> [Your goal]: Rewrite the rows below, replacing "marker" with "point" everywhere it occurs and leaving all other text unchanged.

> [Dataset excerpts]:

>>>>

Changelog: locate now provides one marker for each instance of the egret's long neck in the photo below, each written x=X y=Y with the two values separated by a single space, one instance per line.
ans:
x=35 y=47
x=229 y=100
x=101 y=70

<<<<

> [Result of this task]:
Changelog: locate now provides one point for each instance of the egret's long neck in the photo below, each written x=X y=Y with the two values separated by a single space, one instance per line.
ans:
x=35 y=47
x=229 y=100
x=101 y=70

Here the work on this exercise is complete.